把下面全部条目逐行改成编号列表，空行不要列入。

(数据集中的条目)
►
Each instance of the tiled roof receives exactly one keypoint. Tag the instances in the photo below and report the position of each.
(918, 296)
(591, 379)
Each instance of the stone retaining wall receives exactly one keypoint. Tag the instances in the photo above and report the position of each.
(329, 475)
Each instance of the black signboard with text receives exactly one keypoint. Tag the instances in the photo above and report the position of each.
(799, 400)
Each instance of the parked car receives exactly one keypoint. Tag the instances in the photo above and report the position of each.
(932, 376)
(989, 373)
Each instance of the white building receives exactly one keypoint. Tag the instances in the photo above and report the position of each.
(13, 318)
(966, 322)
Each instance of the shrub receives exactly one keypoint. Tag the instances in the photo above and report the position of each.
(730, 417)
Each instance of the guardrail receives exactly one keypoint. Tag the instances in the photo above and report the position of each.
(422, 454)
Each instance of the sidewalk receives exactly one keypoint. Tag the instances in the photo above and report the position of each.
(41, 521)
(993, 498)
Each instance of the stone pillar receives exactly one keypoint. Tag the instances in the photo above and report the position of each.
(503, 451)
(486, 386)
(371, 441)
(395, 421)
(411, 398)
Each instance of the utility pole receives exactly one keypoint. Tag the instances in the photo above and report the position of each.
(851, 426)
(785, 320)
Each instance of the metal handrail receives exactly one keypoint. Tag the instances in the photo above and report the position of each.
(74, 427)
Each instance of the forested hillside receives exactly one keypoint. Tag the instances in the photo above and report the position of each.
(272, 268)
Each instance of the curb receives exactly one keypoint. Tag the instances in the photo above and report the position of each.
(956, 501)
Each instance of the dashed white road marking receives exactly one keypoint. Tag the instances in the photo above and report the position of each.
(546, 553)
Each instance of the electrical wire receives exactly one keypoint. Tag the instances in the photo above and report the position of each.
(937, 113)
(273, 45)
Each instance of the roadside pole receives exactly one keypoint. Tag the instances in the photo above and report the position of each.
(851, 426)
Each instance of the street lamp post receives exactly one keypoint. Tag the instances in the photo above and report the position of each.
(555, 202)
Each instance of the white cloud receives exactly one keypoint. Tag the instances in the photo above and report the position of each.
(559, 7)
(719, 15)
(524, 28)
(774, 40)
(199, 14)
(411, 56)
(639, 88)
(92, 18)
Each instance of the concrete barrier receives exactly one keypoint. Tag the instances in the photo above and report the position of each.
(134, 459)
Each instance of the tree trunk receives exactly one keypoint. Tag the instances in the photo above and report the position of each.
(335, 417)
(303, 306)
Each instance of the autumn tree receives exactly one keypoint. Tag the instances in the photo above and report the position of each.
◄
● 练习解答:
1. Each instance of the tiled roof receives exactly one keypoint. Tag the instances in the photo below and report the position of each.
2. (918, 296)
3. (591, 379)
4. Each instance of the stone retaining wall receives exactly one keypoint. Tag the instances in the photo above and report the position of each.
5. (329, 475)
6. Each instance of the black signboard with text receives exactly one keypoint. Tag the instances in the photo above and report the position of each.
7. (799, 400)
8. Each instance of the parked car receives exactly one keypoint. Tag the instances in the photo above and report the position of each.
9. (932, 376)
10. (989, 373)
11. Each instance of the white building receives exactly one keypoint. Tag the instances in the photo above and report the position of each.
12. (13, 318)
13. (966, 322)
14. Each instance of the shrub receives exactly one keypoint. Tag the instances in the photo above and report the position of each.
15. (730, 417)
16. Each instance of the guardrail receives exactly one keypoint. Tag the instances in the photo above and report the position of each.
17. (422, 454)
18. Each instance of the sidewalk receives exactly one keypoint. Tag the instances in the photo above and report the position of each.
19. (41, 521)
20. (993, 498)
21. Each instance of the stone pillar receives exactly one keypoint. Tag the instances in the photo above and report the position of each.
22. (503, 451)
23. (486, 386)
24. (371, 441)
25. (395, 421)
26. (411, 398)
27. Each instance of the utility pole receives exactly one keypoint. Tag the instances in the photo above and report the position of each.
28. (851, 426)
29. (785, 320)
30. Each instance of the metal handrail receives exactly one keypoint. Tag the instances in the photo above and report the position of each.
31. (74, 427)
32. Each instance of the forested hillside receives exactly one keypoint. Tag the instances in the photo above and report the position of each.
33. (272, 268)
34. Each instance of the curb receives exactly one keypoint. Tag the instances in the photo above and report the position of each.
35. (956, 501)
36. Each instance of the dashed white road marking receives exactly one keypoint. Tag the instances in the photo above and report the position of each.
37. (546, 553)
38. Each instance of the electrical wire receives exactly one keypoint. Tag the instances in the photo above and report the position of each.
39. (937, 113)
40. (273, 45)
41. Each instance of the roadside pole receives exactly one keypoint. Tag the instances in the photo above and report the position of each.
42. (851, 426)
43. Each instance of the street lamp post receives exactly one keypoint. Tag the instances in the photo above and report the position of each.
44. (555, 202)
45. Each instance of the white cloud receives exactly one keypoint. Tag the instances in the photo above and report the position of each.
46. (559, 7)
47. (719, 15)
48. (524, 28)
49. (774, 40)
50. (199, 14)
51. (411, 56)
52. (639, 88)
53. (92, 18)
54. Each instance of the concrete barrier receives exactly one keypoint. Tag the instances in the photo above and report the position of each.
55. (134, 459)
56. Each instance of the tree trunk receives exactly one keypoint. Tag the instances in the photo above and report the position of each.
57. (335, 417)
58. (303, 306)
59. Each instance of the autumn tree receives exactly one keypoint. Tag the instances in the photo above and report the position of each.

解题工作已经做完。